-- START Provided records --

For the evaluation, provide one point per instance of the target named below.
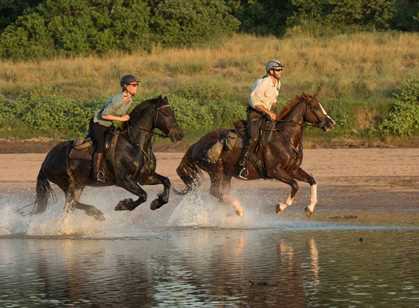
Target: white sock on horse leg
(313, 197)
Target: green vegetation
(47, 28)
(403, 117)
(62, 59)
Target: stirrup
(244, 173)
(100, 177)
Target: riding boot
(244, 173)
(98, 171)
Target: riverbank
(379, 186)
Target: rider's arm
(272, 115)
(259, 98)
(110, 117)
(110, 112)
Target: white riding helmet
(273, 64)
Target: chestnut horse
(278, 156)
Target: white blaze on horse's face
(327, 116)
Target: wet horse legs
(303, 176)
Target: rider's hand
(273, 116)
(125, 118)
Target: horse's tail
(189, 172)
(43, 191)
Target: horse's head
(316, 114)
(165, 119)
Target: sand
(362, 185)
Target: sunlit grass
(357, 65)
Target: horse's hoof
(99, 216)
(239, 212)
(309, 212)
(124, 205)
(280, 208)
(156, 204)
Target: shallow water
(194, 254)
(210, 267)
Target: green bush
(403, 117)
(47, 115)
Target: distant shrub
(48, 115)
(403, 117)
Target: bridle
(302, 124)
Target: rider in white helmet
(262, 98)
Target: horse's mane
(291, 104)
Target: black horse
(279, 155)
(129, 163)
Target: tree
(185, 23)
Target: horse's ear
(318, 91)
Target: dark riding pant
(254, 122)
(98, 133)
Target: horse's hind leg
(228, 198)
(283, 176)
(163, 197)
(134, 188)
(303, 176)
(72, 201)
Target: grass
(357, 72)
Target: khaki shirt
(264, 93)
(114, 106)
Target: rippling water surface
(191, 254)
(210, 267)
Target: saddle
(83, 149)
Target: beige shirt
(264, 93)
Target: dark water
(210, 267)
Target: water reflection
(213, 268)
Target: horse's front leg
(163, 197)
(133, 187)
(283, 176)
(228, 198)
(303, 176)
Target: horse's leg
(303, 176)
(90, 210)
(134, 188)
(163, 197)
(283, 176)
(229, 199)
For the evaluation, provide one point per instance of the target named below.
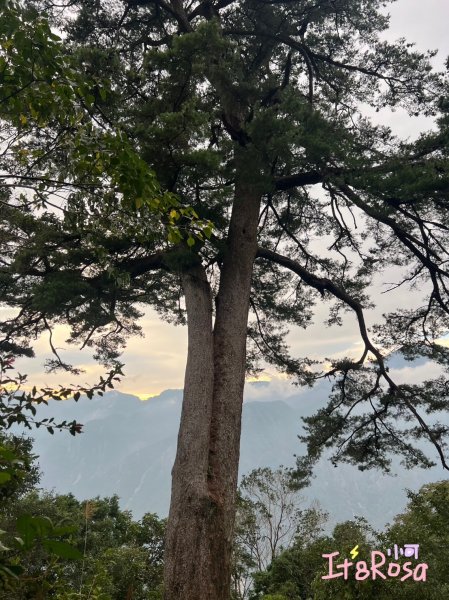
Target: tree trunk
(204, 477)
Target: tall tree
(249, 113)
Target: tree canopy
(274, 192)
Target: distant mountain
(128, 447)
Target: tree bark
(204, 477)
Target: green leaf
(62, 549)
(4, 477)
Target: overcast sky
(156, 362)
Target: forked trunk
(204, 477)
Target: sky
(156, 362)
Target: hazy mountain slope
(128, 448)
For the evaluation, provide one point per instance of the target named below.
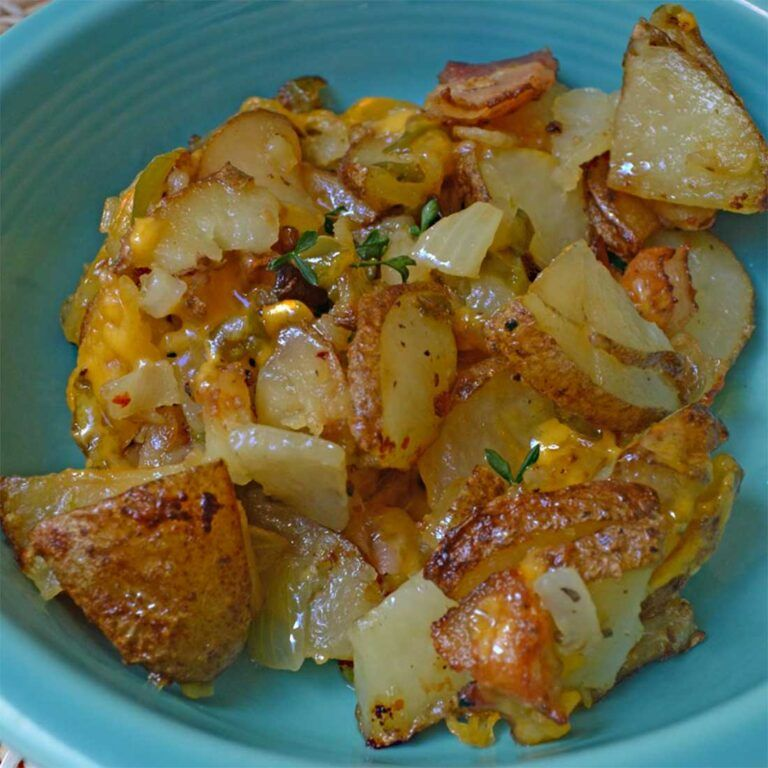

-- END Provided records --

> _What the exercise asks_:
Copy out all of the lines above word for word, omitting the pictures.

> _Answer to this task_:
For the evaluation, provide one point per instance of the target named below.
Target: white sock on horse leg
(313, 197)
Target: green vegetation
(47, 28)
(403, 117)
(62, 59)
Target: stirrup
(244, 173)
(100, 177)
Target: riding boot
(244, 173)
(98, 171)
Target: riverbank
(379, 186)
Target: rider's arm
(272, 115)
(259, 98)
(110, 117)
(110, 112)
Target: white riding helmet
(273, 64)
Target: chestnut horse
(278, 156)
Target: white blaze on horse's face
(327, 116)
Target: wet horse legs
(303, 176)
Target: rider's hand
(273, 116)
(125, 118)
Target: horse's tail
(189, 172)
(43, 191)
Target: horse's head
(316, 114)
(165, 119)
Target: sand
(362, 185)
Target: sunlit grass
(357, 65)
Target: horse's hoof
(99, 216)
(239, 212)
(309, 212)
(124, 205)
(280, 208)
(156, 204)
Target: shallow water
(194, 254)
(210, 267)
Target: green bush
(403, 117)
(47, 115)
Target: distant shrub
(48, 115)
(403, 117)
Target: bridle
(302, 124)
Target: rider in white helmet
(262, 98)
Target: horse's mane
(291, 104)
Target: black horse
(279, 155)
(129, 163)
Target: tree
(185, 23)
Target: horse's ear
(318, 91)
Target: dark riding pant
(254, 122)
(98, 133)
Target: horse's hind leg
(228, 198)
(283, 176)
(163, 197)
(134, 188)
(303, 176)
(72, 201)
Target: grass
(357, 72)
Target: khaki shirt
(264, 93)
(114, 106)
Target: rippling water surface
(191, 254)
(210, 267)
Target: saddle
(83, 149)
Target: beige shirt
(264, 93)
Target: dark water
(210, 267)
Target: water reflection
(213, 268)
Target: horse's front leg
(163, 197)
(133, 187)
(283, 176)
(228, 198)
(303, 176)
Target: horse's leg
(303, 176)
(90, 210)
(134, 188)
(163, 197)
(283, 176)
(229, 199)
For the evaluation, provide one point per instance of the target named below.
Target: tree trunk
(204, 477)
Target: tall tree
(249, 113)
Target: tree canopy
(274, 192)
Target: distant mountain
(128, 447)
Target: tree bark
(204, 477)
Target: green leaf
(62, 549)
(4, 477)
Target: overcast sky
(156, 362)
Target: forked trunk
(204, 477)
Target: sky
(156, 362)
Target: hazy mountain slope
(128, 448)
For the evaluation, provide one point per instance of the target named below.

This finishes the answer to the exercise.